## ACTION ITEM
An exact transcription of every entry is required. Images are not part of it.

(GIVEN DATA)

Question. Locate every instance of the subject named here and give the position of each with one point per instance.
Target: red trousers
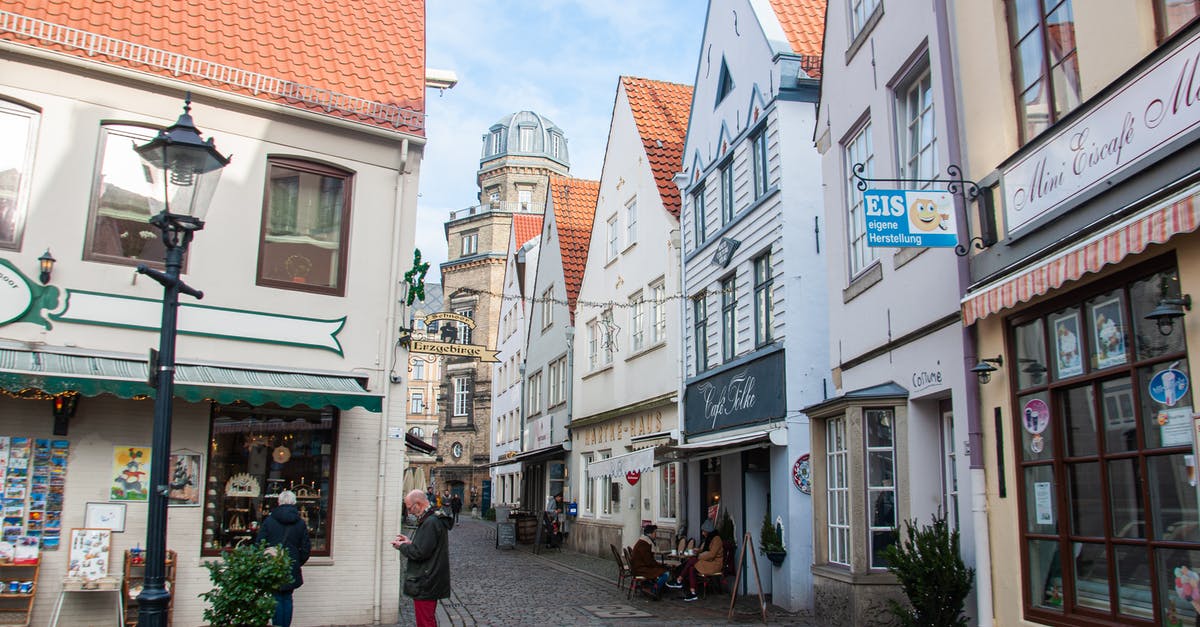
(426, 613)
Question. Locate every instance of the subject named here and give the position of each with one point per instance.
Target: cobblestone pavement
(499, 587)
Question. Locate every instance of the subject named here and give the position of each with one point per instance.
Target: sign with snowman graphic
(910, 218)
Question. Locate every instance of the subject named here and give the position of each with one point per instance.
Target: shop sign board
(1158, 105)
(910, 219)
(747, 394)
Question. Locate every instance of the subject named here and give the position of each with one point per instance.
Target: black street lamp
(187, 168)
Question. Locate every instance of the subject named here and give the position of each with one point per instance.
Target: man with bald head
(427, 574)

(End GIVEN DATA)

## SOLUTION FOR THIS PROBLEM
Question. Locate every instance of the subject named here and give the position of each with one point per instance.
Target: red trousers
(426, 613)
Question. Locate every instance of the subject named here and give the position of each with one point per instance.
Target: cobblestone pavement
(499, 587)
Question. Locate every instance of the subject named here and give the position of each with one point per instance.
Target: sign with snowman graphic
(910, 218)
Question. Locate every instance of the subject named here and give the position of each with one point per instance.
Target: shop sign board
(1158, 105)
(910, 219)
(747, 394)
Question. Locate every instance of the subject named here and give the position of each with one point per instance.
Target: black street lamp
(187, 168)
Question. Locate every instance of the subject named here and give the position of each with one point per instance.
Target: man with bald head
(427, 574)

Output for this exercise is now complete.